#### Records for the task

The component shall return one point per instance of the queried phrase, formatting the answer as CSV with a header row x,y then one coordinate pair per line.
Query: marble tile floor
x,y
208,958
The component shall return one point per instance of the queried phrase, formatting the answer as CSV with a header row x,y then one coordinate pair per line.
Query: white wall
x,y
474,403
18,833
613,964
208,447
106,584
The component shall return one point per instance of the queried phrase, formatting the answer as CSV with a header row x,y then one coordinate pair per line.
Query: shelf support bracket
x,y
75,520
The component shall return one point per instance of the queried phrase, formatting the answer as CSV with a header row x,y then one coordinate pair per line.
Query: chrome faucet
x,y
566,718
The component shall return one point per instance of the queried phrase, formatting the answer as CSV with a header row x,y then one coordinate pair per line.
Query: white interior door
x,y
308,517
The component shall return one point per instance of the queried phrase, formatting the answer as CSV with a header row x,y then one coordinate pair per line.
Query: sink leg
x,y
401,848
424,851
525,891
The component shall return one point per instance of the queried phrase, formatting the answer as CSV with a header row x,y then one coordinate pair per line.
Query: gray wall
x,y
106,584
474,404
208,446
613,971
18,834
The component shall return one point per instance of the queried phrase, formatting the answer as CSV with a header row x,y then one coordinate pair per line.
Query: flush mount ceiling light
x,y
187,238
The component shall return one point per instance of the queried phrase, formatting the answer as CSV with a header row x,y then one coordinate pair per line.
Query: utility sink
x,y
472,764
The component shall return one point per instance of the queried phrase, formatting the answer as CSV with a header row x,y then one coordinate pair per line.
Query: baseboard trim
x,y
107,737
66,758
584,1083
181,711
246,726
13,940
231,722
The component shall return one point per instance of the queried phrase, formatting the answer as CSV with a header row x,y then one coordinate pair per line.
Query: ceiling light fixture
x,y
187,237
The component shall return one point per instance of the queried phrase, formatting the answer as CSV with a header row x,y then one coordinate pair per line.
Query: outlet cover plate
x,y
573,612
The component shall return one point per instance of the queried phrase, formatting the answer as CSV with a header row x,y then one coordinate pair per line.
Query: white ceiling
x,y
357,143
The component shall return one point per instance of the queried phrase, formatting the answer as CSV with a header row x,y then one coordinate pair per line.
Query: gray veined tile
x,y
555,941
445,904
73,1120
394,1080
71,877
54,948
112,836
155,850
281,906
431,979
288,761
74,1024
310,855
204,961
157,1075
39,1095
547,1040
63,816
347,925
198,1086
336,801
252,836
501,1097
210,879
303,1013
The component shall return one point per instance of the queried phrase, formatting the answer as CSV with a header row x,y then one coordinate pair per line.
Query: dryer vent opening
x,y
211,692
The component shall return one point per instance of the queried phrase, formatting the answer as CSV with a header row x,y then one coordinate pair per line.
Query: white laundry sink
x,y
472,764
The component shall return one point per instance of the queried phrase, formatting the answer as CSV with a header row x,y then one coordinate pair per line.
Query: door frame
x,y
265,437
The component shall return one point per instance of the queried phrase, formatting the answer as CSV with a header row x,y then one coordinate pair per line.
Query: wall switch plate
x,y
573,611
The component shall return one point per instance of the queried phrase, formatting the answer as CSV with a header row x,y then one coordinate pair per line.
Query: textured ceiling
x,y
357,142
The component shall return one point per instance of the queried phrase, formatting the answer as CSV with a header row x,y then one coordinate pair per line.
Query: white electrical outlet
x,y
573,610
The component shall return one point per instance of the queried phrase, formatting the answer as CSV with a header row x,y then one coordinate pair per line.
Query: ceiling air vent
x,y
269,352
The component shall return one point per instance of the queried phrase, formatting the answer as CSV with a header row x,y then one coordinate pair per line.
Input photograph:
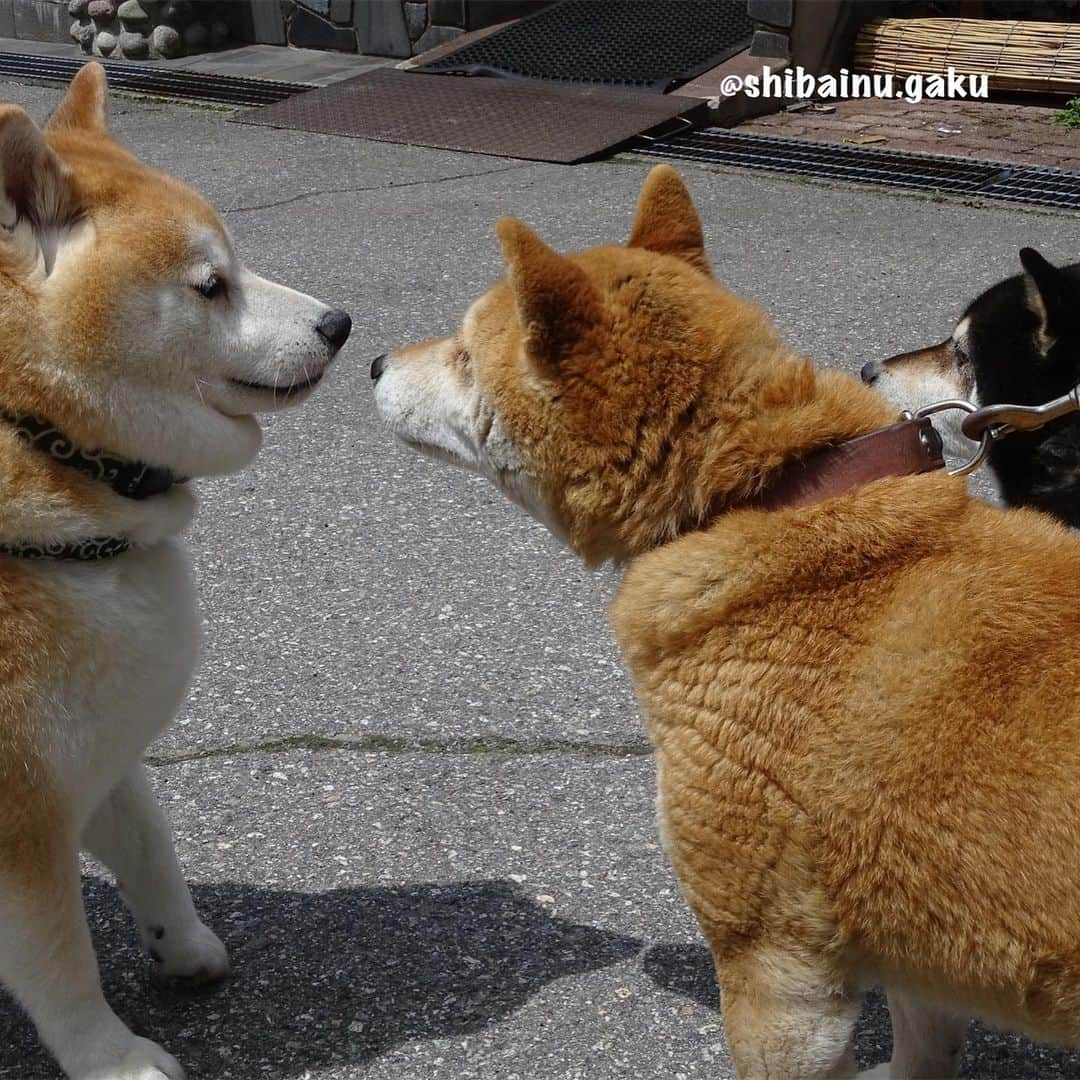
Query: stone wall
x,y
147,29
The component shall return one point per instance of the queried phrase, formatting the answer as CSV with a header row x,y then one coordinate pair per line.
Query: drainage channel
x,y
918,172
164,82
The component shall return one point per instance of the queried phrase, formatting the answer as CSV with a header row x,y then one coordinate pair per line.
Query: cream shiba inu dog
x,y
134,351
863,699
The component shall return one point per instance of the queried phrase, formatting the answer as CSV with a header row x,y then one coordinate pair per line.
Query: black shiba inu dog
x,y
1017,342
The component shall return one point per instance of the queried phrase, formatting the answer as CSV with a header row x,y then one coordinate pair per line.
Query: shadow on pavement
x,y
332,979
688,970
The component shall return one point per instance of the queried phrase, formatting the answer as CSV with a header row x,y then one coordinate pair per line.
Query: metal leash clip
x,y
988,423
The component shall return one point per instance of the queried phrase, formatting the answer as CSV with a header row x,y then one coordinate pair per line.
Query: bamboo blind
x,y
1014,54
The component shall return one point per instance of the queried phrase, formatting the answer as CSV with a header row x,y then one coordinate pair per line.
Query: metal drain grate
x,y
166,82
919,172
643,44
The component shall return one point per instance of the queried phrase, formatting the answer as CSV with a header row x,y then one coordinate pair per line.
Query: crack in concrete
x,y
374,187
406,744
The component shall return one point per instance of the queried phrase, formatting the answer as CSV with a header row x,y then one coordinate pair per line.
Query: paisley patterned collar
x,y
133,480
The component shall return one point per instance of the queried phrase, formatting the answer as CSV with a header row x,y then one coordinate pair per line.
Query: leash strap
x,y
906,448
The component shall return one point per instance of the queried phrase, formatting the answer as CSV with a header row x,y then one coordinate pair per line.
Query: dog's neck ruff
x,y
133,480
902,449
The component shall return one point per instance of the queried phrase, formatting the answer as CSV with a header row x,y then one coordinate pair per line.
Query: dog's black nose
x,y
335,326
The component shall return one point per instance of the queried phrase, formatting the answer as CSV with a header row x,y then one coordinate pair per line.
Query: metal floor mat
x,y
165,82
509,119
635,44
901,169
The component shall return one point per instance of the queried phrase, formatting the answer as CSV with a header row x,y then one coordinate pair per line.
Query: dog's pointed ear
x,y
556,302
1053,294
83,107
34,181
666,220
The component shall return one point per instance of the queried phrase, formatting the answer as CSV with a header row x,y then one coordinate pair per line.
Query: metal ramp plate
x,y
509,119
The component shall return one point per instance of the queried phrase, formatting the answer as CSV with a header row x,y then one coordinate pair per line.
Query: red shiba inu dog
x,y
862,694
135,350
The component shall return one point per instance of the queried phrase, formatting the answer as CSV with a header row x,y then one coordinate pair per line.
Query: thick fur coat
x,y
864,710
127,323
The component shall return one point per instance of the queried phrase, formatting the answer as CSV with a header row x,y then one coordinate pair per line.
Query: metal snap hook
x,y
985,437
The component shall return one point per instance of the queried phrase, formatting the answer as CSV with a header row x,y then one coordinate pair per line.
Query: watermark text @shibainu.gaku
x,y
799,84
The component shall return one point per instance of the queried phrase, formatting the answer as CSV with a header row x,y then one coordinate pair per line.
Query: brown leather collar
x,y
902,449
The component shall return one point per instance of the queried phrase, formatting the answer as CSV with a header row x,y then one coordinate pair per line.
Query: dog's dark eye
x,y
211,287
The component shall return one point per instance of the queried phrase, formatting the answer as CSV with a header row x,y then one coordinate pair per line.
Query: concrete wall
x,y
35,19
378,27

########

Without the pictures, retype the whole of the material above exactly.

The component shall return one point per instance of the queried phrase, formatting the answer as CSV with a header row x,y then one coordinate pair per line.
Query: marble tile floor
x,y
208,958
The component shall return one point per instance of the queried phrase, formatting the answer as CSV with a header row x,y then one coordinate pair per line.
Query: white wall
x,y
474,403
18,833
613,964
208,447
106,584
The component shall return one point per instance of the queried phrase, formatting the answer as CSV with a header row x,y then one coordinate pair per line.
Query: shelf support bracket
x,y
75,520
The component shall return one point per instance of the queried phrase, formatting the answer as CSV with a header row x,y then one coordinate pair per line.
Query: chrome faucet
x,y
566,718
The component shall return one point per instance of the queried phrase, formatting the answer as CSV with a header row x,y then one coordinate pair per line.
Query: white interior door
x,y
308,517
The component shall return one point per instance of the queried phrase, formatting the answer as CSV with a header row x,y then one coordinate pair per line.
Query: sink leg
x,y
401,848
424,851
525,891
The component shall return one point per instance of the queried phrase, formatting the answer as CSV with a header row x,y then one coordinate pair per line.
Query: gray wall
x,y
106,584
474,404
208,446
613,971
18,834
The component shall return one point per instance of the queried phrase, formatting the answer as CSV with a header row x,y then one coordinate pair per line.
Query: flush mount ceiling light
x,y
187,238
The component shall return one point per instance of the queried phrase, formatting the answer as CSV with a header row x,y then one coordinate pair per line.
Query: utility sink
x,y
472,764
The component shall return one point per instance of the queried phrase, formatting the answer as CSV with a header row x,y then one coordinate pair per line.
Query: baseboard trim
x,y
107,737
66,758
584,1083
181,711
246,726
13,940
231,722
The component shall return one point per instance of the queried phrase, formatting the answer as CSV with a header row x,y then one coordinate pair per line.
Query: ceiling light fixture
x,y
187,237
The component shall return one point per instance of the queried phrase, formatting the answer as CSV with a header row x,y then one coordinate pair per line.
Query: outlet cover plate
x,y
573,612
The component shall return one point per instance of the queried phrase, formatting the answer as CSV with a header row x,y then one coordinate pair per line.
Query: white ceiling
x,y
357,143
The component shall return one point per instance of the queried phrase, formatting the answer as CSV with a header row x,y then one coordinate pair per line.
Query: gray veined tile
x,y
555,941
445,904
73,1120
394,1080
71,877
54,948
112,836
155,850
281,906
431,979
288,761
74,1024
310,855
204,961
157,1075
39,1095
547,1040
63,816
347,925
198,1086
336,801
252,836
501,1097
210,879
303,1013
The component shall return one point per instance of the queried phrase, formatting the answer as CSV with a header row x,y then one coordinate pair per line.
Query: dryer vent opening
x,y
211,692
The component shall return one point per instance of the queried phrase, formatting the answer as CSV with a header row x,y then one coordinate pair per line.
Query: white laundry sink
x,y
472,764
The component shall return one point per instance of the queried phrase, formatting the answer as CSV with a header row x,y then one coordinate pair per line.
Query: door frame
x,y
265,437
The component shall return one point per instance of the queried phrase, formatting the answer as CSV with a header row x,y then one coordinate pair per line.
Query: wall switch plate
x,y
573,611
The component shall return one point per instance of the queried phrase, formatting the answer as CSV with a header row x,y then one coordinate pair per line.
Query: textured ceiling
x,y
357,142
The component shall return one point per instance of the queried phrase, formatting the answer as CSV with a header row x,y then one coordinate pair per line.
Query: white electrical outlet
x,y
573,610
The component shall return one point per instance of the queried phrase, formatting the answer as CSV with a header row x,y then one coordinate pair per line.
Query: ceiling air vent
x,y
269,352
The component shall return one point per instance of the queried phrase, formatting the answer as CSV with a header row x,y then one coordinate pair per line.
Input photograph:
Query: stone wall
x,y
147,29
The component shall return one point per instance of the queried phrase, formatting the answer as CSV with a header row x,y then one coordinate pair per line.
Query: drainage channel
x,y
918,172
164,82
The component shall return one point per instance of the queried phrase, formatting the answer as CSV with a header row x,y then one coordinate pair per line.
Query: cream shiba inu dog
x,y
134,351
863,699
The component shall return one point per instance of the queried phrase, formatting the answer as CSV with a header row x,y then one coordinate pair per line.
Query: black shiba inu dog
x,y
1017,342
The component shall return one point per instance of the queried phrase, formatting the answer as CSV with a header row x,y then one coordinate pair per line.
Query: shadow on pavement
x,y
332,979
688,970
The component shall return one point per instance of the queried phrase, formatting the answer as CSV with a header row x,y then one coordinate pair per line.
Query: metal leash clip
x,y
988,423
The component shall return one point per instance of the queried phrase, formatting the answer as CSV with a header row x,y then one coordinate pair per line.
Query: bamboo blind
x,y
1014,54
The component shall return one point per instance of the queried phrase, formatting the answer as CSV with a header row x,y then one coordinate pair per line.
Query: metal drain grate
x,y
166,82
919,172
643,44
The component shall return one point per instance of the queried phrase, formatting the answer as CSV with a header row x,y then one coordinate pair per line.
Query: crack in concrete
x,y
374,187
406,744
The component shall return one point per instance of the queried phrase, formatting the answer as CSV with a header row x,y then one coordinate pair per line.
Query: paisley patterned collar
x,y
133,480
The component shall return one point per instance of the queried phrase, formatting the answer as CSV with a header row x,y then one coordinate pair per line.
Query: leash strap
x,y
906,448
The component shall return one point per instance of the queried phrase, formatting the answer as CSV with a header row x,y then one coordinate pair per line.
Query: dog's neck ruff
x,y
133,480
902,449
The component shall return one point per instance of the queried phrase, formatting the answer as CSV with a header row x,y then one coordinate pair per line.
Query: dog's black nose
x,y
335,326
The component shall return one point per instance of the queried phrase, formatting the answer as CSV with a header row x,y then one coordinate pair per line.
Query: metal floor mat
x,y
165,82
509,119
635,44
901,169
The component shall return one point per instance of the queried phrase, formatting the answer as CSV with a header row x,y then one coordinate pair per line.
Query: dog's pointed ear
x,y
556,302
1053,294
83,107
34,181
666,220
The component shall return one point per instance of the queried phrase, formatting the answer as CSV with a header row x,y then one coordinate pair per line.
Query: metal ramp plate
x,y
509,119
The component shall return one point per instance of the queried phrase, formatting the answer as CSV with a header row x,y then one coordinate pair per line.
Query: red shiba inu dog
x,y
862,694
135,350
The component shall return one point per instance of the queried phrase, formatting the answer as CSV with a header row x,y then one coordinate pair per line.
Query: thick fur coat
x,y
864,710
127,323
The component shall return one point per instance of the queried phrase, formatting the answer as CSV with a header row x,y then one coordinate pair per line.
Query: metal snap hook
x,y
985,437
The component shall return one point per instance of the queried phrase, formatting the answer as CSV with a header row x,y then one coordinate pair per line.
Query: watermark text @shibainu.gaku
x,y
799,84
The component shall return one point per instance of the queried phrase, formatting the answer as CSV with a header row x,y then one coordinate pair per line.
Query: brown leather collar
x,y
902,449
The component shall return one point per instance of the queried phrase, formatting the answer as CSV with a header row x,y then one coordinate pair per line.
Query: dog's dark eye
x,y
211,287
The component shall return one point per instance of the queried phrase, formatting the answer as CSV with a header row x,y then one coordinate pair per line.
Query: concrete wall
x,y
35,19
378,27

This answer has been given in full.